* [Problem statement]: Which lines in the listing below contain the string "woman", with case counting? Pull out each of those lines in full.

* [Dataset excerpts]:
__________________________________________________
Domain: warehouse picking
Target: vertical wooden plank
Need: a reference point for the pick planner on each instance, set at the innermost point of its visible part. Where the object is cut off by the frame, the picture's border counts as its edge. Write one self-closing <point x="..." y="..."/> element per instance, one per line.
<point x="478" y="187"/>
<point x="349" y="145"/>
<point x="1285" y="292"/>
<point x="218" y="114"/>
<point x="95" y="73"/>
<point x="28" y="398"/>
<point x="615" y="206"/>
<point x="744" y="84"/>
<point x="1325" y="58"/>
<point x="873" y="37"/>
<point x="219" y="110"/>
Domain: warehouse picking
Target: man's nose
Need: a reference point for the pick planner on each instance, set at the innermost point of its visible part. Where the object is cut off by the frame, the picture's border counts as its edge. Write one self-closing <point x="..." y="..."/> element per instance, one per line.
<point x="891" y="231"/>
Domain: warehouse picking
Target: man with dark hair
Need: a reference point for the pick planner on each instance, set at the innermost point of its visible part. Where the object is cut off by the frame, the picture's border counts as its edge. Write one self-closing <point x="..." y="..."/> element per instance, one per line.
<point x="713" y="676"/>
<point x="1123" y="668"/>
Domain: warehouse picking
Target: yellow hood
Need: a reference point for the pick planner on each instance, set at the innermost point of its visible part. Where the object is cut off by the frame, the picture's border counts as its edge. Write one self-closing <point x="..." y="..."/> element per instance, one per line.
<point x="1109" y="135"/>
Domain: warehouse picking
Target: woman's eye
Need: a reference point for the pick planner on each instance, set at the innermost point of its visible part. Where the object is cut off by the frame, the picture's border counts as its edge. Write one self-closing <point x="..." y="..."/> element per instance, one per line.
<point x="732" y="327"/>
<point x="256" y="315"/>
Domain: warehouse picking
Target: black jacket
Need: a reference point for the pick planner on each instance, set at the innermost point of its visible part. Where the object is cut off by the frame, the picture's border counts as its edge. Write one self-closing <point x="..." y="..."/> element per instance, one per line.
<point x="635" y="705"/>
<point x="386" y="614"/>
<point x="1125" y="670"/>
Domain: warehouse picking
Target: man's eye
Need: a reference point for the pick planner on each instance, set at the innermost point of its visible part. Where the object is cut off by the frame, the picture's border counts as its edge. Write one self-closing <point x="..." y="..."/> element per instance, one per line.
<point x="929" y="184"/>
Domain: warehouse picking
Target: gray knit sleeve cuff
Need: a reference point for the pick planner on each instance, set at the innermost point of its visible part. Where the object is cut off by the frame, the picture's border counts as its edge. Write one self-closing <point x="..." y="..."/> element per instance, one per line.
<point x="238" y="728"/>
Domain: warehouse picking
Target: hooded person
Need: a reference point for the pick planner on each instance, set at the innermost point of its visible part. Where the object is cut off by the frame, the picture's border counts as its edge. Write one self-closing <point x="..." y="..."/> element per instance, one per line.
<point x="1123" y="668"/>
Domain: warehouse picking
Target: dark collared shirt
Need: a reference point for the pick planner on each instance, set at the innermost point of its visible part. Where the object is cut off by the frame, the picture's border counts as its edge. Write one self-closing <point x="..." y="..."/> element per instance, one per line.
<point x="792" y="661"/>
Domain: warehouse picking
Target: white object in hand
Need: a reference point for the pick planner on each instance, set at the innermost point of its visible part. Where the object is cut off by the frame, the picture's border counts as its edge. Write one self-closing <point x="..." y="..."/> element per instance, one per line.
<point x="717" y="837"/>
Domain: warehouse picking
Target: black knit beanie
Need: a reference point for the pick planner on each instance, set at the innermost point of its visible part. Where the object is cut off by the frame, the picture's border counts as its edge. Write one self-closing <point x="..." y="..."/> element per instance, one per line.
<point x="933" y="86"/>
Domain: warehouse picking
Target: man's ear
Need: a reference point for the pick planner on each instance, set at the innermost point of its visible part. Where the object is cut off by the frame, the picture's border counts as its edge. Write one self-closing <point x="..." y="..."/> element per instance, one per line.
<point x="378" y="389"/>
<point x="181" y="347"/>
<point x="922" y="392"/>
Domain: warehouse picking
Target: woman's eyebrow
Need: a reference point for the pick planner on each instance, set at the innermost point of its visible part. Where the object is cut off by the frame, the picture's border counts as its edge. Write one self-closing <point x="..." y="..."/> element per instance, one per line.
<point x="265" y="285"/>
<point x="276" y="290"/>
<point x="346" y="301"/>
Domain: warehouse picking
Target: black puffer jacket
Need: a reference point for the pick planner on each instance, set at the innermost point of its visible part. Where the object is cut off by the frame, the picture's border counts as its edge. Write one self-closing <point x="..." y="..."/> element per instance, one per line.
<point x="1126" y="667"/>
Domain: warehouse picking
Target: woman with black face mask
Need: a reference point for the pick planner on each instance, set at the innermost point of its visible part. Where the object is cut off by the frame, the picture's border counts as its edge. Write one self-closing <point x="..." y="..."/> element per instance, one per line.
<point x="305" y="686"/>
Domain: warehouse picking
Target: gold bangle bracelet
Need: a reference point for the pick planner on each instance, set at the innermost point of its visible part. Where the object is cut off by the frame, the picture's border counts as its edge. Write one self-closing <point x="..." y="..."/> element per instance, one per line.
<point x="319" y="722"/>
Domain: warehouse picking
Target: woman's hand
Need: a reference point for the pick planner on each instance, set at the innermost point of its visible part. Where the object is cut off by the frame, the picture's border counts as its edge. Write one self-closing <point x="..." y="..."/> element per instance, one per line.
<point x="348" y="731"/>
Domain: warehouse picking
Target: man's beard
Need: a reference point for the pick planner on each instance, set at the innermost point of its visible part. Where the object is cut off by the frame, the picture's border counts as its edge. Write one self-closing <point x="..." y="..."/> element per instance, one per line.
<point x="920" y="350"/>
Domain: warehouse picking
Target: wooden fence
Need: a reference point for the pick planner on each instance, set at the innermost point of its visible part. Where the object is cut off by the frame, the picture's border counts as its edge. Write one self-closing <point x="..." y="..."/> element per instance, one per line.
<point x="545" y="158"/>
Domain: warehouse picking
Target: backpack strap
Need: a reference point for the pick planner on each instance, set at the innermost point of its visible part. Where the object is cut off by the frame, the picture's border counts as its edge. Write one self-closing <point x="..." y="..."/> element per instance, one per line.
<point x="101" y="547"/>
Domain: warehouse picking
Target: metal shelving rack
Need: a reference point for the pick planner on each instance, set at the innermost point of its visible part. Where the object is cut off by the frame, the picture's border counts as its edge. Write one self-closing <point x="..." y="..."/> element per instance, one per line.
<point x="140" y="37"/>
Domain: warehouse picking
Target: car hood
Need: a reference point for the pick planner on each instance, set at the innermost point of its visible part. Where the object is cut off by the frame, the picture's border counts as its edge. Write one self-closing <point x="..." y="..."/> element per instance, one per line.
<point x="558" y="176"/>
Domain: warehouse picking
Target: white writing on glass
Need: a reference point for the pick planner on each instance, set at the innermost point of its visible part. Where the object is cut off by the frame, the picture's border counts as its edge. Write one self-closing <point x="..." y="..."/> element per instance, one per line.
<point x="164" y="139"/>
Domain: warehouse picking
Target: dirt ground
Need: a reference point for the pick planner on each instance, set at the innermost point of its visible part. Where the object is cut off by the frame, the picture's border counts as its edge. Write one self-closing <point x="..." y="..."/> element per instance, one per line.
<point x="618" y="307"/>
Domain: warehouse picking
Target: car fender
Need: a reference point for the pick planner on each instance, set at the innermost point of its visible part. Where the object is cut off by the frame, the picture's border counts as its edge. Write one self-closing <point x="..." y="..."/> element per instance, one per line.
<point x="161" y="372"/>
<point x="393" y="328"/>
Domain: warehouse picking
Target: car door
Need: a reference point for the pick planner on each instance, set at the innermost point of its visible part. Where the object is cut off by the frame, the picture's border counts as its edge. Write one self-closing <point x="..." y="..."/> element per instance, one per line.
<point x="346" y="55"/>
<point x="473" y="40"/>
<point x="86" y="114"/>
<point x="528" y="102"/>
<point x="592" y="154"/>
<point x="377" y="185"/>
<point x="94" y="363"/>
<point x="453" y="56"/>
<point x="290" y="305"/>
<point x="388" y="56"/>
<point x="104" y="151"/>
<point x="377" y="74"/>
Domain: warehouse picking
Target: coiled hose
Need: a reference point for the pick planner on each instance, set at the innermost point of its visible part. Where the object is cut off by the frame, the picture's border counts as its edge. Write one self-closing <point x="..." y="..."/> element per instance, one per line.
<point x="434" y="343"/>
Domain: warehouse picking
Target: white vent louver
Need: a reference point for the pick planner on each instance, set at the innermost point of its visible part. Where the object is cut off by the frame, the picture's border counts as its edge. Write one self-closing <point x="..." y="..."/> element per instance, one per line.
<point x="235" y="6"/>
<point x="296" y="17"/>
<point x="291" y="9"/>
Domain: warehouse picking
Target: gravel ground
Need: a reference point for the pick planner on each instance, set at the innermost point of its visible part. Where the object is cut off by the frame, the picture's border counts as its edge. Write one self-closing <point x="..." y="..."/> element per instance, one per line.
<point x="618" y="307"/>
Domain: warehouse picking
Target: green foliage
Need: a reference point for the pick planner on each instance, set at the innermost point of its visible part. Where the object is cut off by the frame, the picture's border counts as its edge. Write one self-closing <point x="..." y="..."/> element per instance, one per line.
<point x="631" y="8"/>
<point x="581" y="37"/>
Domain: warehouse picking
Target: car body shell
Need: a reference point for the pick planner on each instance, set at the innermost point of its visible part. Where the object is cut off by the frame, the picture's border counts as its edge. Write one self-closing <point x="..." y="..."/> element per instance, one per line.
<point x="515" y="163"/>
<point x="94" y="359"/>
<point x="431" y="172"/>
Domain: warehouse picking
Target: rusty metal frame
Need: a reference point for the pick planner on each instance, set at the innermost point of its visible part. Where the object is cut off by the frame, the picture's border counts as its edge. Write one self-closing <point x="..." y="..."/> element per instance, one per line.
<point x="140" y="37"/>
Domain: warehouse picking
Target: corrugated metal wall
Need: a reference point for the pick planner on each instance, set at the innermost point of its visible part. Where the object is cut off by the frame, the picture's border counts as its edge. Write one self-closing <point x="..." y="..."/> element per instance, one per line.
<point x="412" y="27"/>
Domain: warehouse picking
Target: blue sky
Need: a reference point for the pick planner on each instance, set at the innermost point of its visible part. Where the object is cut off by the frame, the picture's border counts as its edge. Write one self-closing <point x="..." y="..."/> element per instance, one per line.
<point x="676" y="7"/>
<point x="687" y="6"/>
__________________________________________________
* [Task result]:
Target: woman's eye
Target: woman's eyebrow
Target: woman with black face mask
Target: woman's hand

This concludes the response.